Reading text:
──────────

Skinner’s plan was to load three pigeons into their own pressurised chambers inside the missile nose cone. Lenses in the missile threw up an image of the target on a glass screen. Once they saw it the pigeons would start to peck and their movements translated into adjustments in the missile’s guidance rudders. The results amazed fellow scientists with some saying that the pigeons’ accuracy rivalled that achieved by radar. In addition, using pigeons in this capacity didn’t involve radio signals that could be jammed by the enemy.

Skinner himself explained why three birds were needed:

When a missile is falling toward two ships at sea, for example, there is no guarantee that all three pigeons will steer toward the same ship. But at least two must agree, and the third can then be punished for his minority opinion. Under proper contingencies of reinforcement a punished bird will shift immediately to the majority view. When all three are working on one ship, any defection is immediately punished and corrected.

Prototype missiles were built and legions of pigeons prepared to be trained up for service. Mass production of the missiles was primed to snap into action in just thirty days. But, at a high level demonstration in 1944, government officials simply couldn’t get their heads round the idea that pigeons could ever be satisfactorily controlled. Skinner said: ‘The spectacle of a living pigeon carrying out its assignment, no matter how beautifully, simply reminded the committee of how utterly fantastic our proposal was.’

That wasn’t quite the end of the project. In 1948 it was revived by the US Navy under the name Project Orcon (organic control). This time a pigeon’s beak was fitted with a gold electrode which would hit a semi-conductive plate to report the target’s position to the missile’s controlling mechanism. But a line was finally drawn under the project in 1953 when further developments in electronic guidance systems made the pigeons redundant.

Skinner’s pigeon-guided missile system never took off. A plan for bat bombs, also tested during the 1940s, met a similar fate. The creatures were to be fitted with mini parachutes and timed incendiary devices and released en masse from aircraft. The idea was that, after being dropped over enemy cities, they would naturally look for places to roost in buildings and set them alight, causing a firestorm. The $2 million project was abandoned not long after a colony of bats accidentally blew up a fuel tank at the Carlsbad Air Force base in New Mexico. Meanwhile, Soviet forces trained dogs to blow up German tanks. This produced mixed results when some of the dogs ran towards their own lines: they’d been trained to listen for the engine noises of Soviet tanks, not enemy German ones.

──────────

(Dataset entries)
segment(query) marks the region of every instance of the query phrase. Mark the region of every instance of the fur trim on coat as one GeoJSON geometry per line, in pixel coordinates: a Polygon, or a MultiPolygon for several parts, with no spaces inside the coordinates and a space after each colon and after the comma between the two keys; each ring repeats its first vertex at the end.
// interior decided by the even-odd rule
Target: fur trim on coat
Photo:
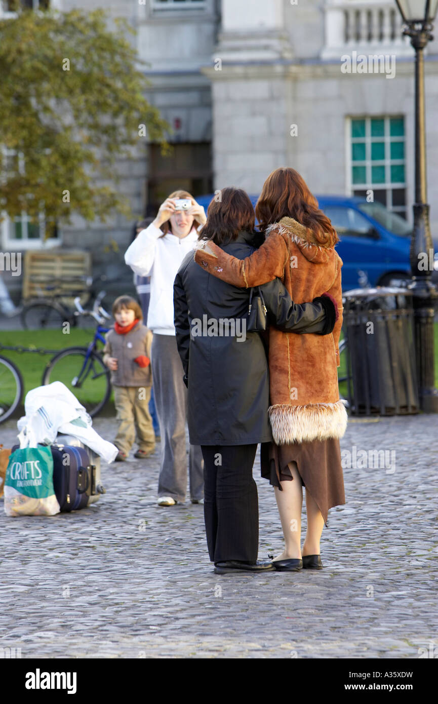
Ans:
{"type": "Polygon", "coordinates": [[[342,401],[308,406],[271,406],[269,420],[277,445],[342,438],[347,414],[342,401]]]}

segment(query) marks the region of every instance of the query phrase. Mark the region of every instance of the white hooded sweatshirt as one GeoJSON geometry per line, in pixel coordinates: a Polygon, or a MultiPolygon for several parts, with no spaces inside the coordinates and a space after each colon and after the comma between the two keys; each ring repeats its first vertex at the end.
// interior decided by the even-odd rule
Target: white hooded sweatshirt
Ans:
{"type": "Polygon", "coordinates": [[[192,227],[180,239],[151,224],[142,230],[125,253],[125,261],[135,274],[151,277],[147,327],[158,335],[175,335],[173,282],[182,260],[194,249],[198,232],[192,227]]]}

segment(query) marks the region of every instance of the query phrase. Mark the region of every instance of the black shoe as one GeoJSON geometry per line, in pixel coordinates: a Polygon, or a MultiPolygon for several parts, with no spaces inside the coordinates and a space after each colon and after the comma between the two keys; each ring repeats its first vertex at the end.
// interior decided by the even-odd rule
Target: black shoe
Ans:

──────────

Task requirements:
a) Put the lines of the rows into a Markdown table with the columns "No." and "Line", leaving out blank lines. Begin at the row line that has "of the black" and stop after the final line of the rows.
b) Write what follows the last sentence of the piece on wartime plans to use animals as weapons.

Responses:
a)
| No. | Line |
|---|---|
| 1 | segment(query) marks the region of every instance of the query phrase. Mark the region of every instance of the black shoe as one GeoJSON geometry per line, in pixel coordinates: a Polygon, or a MultiPolygon for several parts, with no spaces inside the coordinates and a space after each colon and after the comma between the two keys; each ring repeats its first vertex at the end. |
| 2 | // interior decided by the even-odd rule |
| 3 | Target: black shoe |
| 4 | Ans: |

b)
The world’s military did not give up on using animals in warfare in the ensuing decades, however. More recently the Soviets experimented on training so-called kamikaze dolphins at a secret base on the Pacific coast, to see if they could carry mines to attack enemy warships. The programme was halted by the break up of the Soviet Union and some of the kamikaze dolphins were even sold to the Iranians, though quite what they did with them remains unclear.

Russians have trained seals to locate mines with more success, while the US today uses sea lions to protect one of its important naval bases against terrorists. The sea lions have been trained to place a cuff, like a handcuff, on enemy divers, who can then be reeled to nearby boats. Animals in military service also still save lives on a daily basis; in 2010 a black Labrador called Treo was awarded the Dickin Medal for his work sniffing out bombs in Afghanistan.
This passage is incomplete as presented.